◆ EXERCISE REQUIREMENTS
1. Pull out the part of the story about Arly and her mother between "The occasion of" and "with someone else.", inclusive, and copy it word for word.
2. Write what comes next in the story about Arly and her mother, starting after its last sentence.

◆ TEXT
------------
A Daughter At War

Fronting meeting place-4Arly (not her real name) has been on the warpath since Saturday night (she is not a Christian; but both her parents are). Listening to the accusations and counter-accusations the warring mother and daughter have been hurling against each other, I have even come to the conclusion that Arly has been on the warpath since she was twelve (she’s now twenty-four).

The occasion of the present war that I am watching today after church is the rebuke she receives Saturday night from the mother she has learned to hate. “Stop gambling! Take care of your child! Come to bed early so you will have strength for work tomorrow! Tell your husband to go find a job so he could support you and your child! Don’t pamper that good-for-nothing! You call him angel? He’s your devil!” Things like these that pain her and make her hate her more.

Oh how she hates her! She has learned to hate her since that afternoon twelve years ago when fresh from school she caught her in bed with someone else.
------------
◆ GIVEN RECORDS

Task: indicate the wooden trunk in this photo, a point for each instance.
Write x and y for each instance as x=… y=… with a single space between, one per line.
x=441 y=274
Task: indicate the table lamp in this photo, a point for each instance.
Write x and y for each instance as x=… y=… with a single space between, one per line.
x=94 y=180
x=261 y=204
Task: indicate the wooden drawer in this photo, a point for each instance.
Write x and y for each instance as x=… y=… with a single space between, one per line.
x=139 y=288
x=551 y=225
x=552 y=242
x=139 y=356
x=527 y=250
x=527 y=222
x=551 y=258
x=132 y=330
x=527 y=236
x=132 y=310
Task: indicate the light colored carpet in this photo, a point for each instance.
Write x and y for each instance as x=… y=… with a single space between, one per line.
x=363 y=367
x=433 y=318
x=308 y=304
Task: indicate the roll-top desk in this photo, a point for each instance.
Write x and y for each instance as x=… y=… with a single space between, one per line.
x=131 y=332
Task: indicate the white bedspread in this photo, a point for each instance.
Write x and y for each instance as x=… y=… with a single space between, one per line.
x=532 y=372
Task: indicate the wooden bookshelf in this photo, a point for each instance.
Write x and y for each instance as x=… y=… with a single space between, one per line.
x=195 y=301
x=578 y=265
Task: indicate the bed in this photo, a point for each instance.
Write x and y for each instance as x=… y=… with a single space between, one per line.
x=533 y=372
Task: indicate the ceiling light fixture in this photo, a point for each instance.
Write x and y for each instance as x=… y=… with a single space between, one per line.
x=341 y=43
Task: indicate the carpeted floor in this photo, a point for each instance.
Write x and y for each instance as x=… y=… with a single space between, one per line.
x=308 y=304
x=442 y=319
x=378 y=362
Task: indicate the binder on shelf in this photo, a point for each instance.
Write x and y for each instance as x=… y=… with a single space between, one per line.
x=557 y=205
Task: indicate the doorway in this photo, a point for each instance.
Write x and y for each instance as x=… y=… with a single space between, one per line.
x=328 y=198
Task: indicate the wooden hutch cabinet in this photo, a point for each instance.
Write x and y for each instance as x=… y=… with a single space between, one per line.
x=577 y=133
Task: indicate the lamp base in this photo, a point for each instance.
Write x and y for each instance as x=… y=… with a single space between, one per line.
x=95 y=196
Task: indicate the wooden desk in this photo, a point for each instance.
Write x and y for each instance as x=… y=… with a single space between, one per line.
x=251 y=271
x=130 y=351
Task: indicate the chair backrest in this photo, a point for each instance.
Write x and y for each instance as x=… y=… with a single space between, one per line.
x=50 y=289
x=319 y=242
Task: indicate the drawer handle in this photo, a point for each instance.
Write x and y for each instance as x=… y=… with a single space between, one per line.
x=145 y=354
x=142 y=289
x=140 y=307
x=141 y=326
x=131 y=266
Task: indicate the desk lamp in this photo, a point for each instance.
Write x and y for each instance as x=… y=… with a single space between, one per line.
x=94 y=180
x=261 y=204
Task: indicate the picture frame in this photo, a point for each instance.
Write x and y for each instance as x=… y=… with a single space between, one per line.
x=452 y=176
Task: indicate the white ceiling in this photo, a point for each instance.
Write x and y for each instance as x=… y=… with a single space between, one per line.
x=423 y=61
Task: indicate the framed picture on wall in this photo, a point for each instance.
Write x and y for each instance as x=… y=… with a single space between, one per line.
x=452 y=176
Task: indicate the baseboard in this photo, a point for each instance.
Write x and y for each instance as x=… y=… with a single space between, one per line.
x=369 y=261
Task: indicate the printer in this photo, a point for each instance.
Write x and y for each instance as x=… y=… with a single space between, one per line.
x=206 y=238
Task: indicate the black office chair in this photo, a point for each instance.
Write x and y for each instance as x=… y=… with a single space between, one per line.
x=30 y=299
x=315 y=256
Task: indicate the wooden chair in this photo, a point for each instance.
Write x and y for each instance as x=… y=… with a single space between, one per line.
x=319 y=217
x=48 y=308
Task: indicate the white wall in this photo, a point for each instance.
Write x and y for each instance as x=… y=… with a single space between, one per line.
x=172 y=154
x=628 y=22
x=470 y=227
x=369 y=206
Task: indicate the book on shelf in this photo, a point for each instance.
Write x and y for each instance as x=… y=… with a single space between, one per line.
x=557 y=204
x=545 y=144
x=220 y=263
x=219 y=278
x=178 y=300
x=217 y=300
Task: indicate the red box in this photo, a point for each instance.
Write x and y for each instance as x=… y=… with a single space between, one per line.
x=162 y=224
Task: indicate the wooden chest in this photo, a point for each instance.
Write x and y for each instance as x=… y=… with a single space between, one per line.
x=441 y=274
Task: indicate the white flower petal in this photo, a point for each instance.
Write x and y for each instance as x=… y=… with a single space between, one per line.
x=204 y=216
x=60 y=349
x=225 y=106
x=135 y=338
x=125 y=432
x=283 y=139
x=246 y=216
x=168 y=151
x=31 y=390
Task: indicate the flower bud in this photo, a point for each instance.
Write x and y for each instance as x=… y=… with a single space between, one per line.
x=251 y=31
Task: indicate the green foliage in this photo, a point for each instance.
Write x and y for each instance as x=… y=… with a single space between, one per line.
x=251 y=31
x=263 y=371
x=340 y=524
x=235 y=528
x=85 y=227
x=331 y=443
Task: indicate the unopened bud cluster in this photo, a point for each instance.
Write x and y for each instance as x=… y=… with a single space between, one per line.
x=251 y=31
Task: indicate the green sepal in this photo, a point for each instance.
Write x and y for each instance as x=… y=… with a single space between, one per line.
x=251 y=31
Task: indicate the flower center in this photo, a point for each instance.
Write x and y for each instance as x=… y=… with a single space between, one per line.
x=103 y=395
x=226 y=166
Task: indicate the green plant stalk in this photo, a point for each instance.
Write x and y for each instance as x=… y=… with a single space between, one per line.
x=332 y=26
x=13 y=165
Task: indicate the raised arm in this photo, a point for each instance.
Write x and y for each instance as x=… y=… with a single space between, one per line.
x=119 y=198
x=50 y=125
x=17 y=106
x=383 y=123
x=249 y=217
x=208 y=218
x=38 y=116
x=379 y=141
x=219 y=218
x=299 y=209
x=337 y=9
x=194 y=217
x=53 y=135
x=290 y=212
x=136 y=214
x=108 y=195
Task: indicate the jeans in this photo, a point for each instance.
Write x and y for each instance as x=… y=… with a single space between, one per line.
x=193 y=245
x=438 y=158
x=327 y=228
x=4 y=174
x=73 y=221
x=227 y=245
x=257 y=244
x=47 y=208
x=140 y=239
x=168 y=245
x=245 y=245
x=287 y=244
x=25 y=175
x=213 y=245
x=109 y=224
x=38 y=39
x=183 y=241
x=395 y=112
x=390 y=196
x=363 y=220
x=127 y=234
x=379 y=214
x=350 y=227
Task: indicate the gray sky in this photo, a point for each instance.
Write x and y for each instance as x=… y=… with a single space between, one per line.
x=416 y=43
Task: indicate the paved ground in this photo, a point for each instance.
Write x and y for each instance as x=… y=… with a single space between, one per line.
------------
◆ RESPONSES IN ORDER
1.
The occasion of the present war that I am watching today after church is the rebuke she receives Saturday night from the mother she has learned to hate. “Stop gambling! Take care of your child! Come to bed early so you will have strength for work tomorrow! Tell your husband to go find a job so he could support you and your child! Don’t pamper that good-for-nothing! You call him angel? He’s your devil!” Things like these that pain her and make her hate her more.

Oh how she hates her! She has learned to hate her since that afternoon twelve years ago when fresh from school she caught her in bed with someone else.

2.
That story of one woman’s adulterous past has been going the rounds since the day I came and evangelized this village, and still keeps trying to destroy that soul who I think should have been given a respite from the troublings and the gossipings that like syphilis pester and eat up its victims. Oh those envious and those with criminal intents! When will they stop?

That adulterous woman was actually the first to receive the gospel in this village of three thousand; and her reception of my message became the start up for others to listen to me. How can I allow them, even this daughter of hers, to destroy her? I cannot. She has already repented of her every sin, of this I am sure. But the vengeful daughter, the source of the story, could not keep quiet.

Well, even the devil could not keep quiet.

For five years now, I have been trying to reach out to Arly. She considers me a friend, she likes me in fact and says she wants to listen to me too. But why is she not coming to our Bible class? Even today as we talk, she tells me she wished I had been her father, or that my wife had been her mother (not telling this of course while both parents were listening, otherwise there would be more trouble in store for her). And I could not count the number of yeses her lips have uttered in response to my urgings for here to attend our Bible classes. But in a class of twenty-five on any given afternoon, she is a missing person. Always.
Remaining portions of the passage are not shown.